Dataset entries:
════

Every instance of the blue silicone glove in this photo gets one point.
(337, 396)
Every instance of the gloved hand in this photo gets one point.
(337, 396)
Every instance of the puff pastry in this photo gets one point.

════

_Task directions_. Generate an exact reproduction of all entries.

_Task response_.
Every instance of the blue silicone glove in this photo gets one point.
(337, 396)
Every instance of the gloved hand in this photo gets one point.
(337, 396)
Every instance of the puff pastry in this photo gets one point.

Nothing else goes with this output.